## EXCERPTED TEXT

++++

Case Study 02 UX Research / Usability Testing

McDonald's — where the app breaks.

A remote usability study on the McDonald's mobile ordering app. Eight participants, three task scenarios, one clear conclusion: brand recognition only gets you to the download. The interface has to do the rest.

Role
UX Researcher
Test Facilitator
Team
Team of 4
UX researchers
Method
Remote moderated
usability testing
Year
November 2023
01 / Overview

Brand recognition gets the download. The app has to keep you.

The Project

McDonald's is one of the most recognisable brands in fast food. But recognition alone doesn't survive a competitive market. As the mobile app is the primary ordering surface for many customers, we wanted to know whether it was actually carrying its weight.

We ran a preliminary heuristic evaluation that surfaced potential issues, then designed and conducted a structured usability study to test those issues with real users. The output was a prioritised set of recommendations the team could act on.

02 / Study Design

Eight users. Three tasks. One goal.

Participants

We recruited eight participants in their early to mid twenties. Half were existing McDonald's app users, half had never used it before. All had some experience buying fast food. Participants were asked to download the app prior to the session but received no preview of what the test would involve.

8users
Participants tested
4 / 4
New vs existing split
3tasks
Scenarios per session
100%
Remote via Zoom
Method

Sessions were run remotely over Zoom, with participants screen-sharing their phones while the team observed and took notes. Each recording was reviewed afterward to code observations consistently across sessions.

Participants worked through three task scenarios, each chosen to surface a different kind of friction:

Task 01
Add fries to favourites, then locate them.
Steps Required
  • Open the app
  • Login or sign up
  • Find the product
  • Add to favourites
  • Locate the favourites page
Task 02
Order a Happy Meal Hamburger for pickup.
Steps Required
  • Open the app
  • Login or sign up
  • Find the product
  • Customise the order
  • Add to cart and order
Task 03
Place a delivery order for a Big Mac extra value meal.
Steps Required
  • Open the app
  • Login or sign up
  • Find the product
  • Convert to extra value meal
  • Add to cart and order
03 / Top-Level Findings

The numbers told a clear story.

What the data showed

Across all eight participants and three tasks, certain issues showed up again and again. We coded each issue, counted instances, and surfaced the most frequent ones for the team to prioritise.

++++

Shape boundary entries:
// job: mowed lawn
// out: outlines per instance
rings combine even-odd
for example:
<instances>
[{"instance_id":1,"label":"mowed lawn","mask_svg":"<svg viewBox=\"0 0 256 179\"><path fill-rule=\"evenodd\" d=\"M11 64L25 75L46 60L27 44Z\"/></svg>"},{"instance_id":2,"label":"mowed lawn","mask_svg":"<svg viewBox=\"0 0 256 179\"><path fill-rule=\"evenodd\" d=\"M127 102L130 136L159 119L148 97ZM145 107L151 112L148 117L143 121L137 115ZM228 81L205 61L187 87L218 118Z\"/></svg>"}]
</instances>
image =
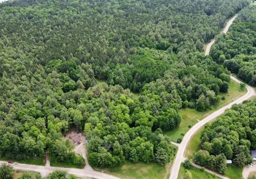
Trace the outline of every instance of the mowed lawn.
<instances>
[{"instance_id":1,"label":"mowed lawn","mask_svg":"<svg viewBox=\"0 0 256 179\"><path fill-rule=\"evenodd\" d=\"M185 179L185 170L186 168L183 166L182 163L181 165L181 168L179 172L179 176L178 177L178 179ZM197 168L192 167L191 169L187 169L190 171L192 174L192 177L193 179L215 179L213 177L213 176L208 172L205 171L202 171L200 169ZM216 179L220 179L219 177L216 177Z\"/></svg>"},{"instance_id":2,"label":"mowed lawn","mask_svg":"<svg viewBox=\"0 0 256 179\"><path fill-rule=\"evenodd\" d=\"M165 178L169 164L166 166L156 163L145 163L126 161L122 166L99 169L121 179L159 179Z\"/></svg>"},{"instance_id":3,"label":"mowed lawn","mask_svg":"<svg viewBox=\"0 0 256 179\"><path fill-rule=\"evenodd\" d=\"M176 142L177 139L181 134L183 133L185 135L190 129L189 126L191 127L194 125L198 122L197 120L200 120L203 119L210 113L228 104L247 92L247 89L243 91L240 90L240 85L233 80L230 81L228 90L228 92L220 93L221 96L224 96L225 99L221 100L220 104L213 107L210 110L202 112L197 111L195 109L188 108L182 109L180 114L182 119L180 126L172 131L165 132L164 134L170 137L172 141Z\"/></svg>"}]
</instances>

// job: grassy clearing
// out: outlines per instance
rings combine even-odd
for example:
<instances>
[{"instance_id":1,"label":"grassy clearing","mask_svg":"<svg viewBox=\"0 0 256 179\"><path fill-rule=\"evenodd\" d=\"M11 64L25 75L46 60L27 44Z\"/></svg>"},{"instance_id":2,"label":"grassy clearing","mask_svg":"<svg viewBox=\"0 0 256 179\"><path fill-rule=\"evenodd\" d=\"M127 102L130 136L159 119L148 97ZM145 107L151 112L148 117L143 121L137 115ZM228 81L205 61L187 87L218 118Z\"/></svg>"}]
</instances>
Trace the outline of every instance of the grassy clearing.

++++

## WHAT IS REQUIRED
In the McDonald's usability case study, how were the sessions run? This material comes from a source unrelated to the case study.

## WRITTEN ANSWER
Remotely over Zoom, with participants screen-sharing their phones while the team observed and took notes.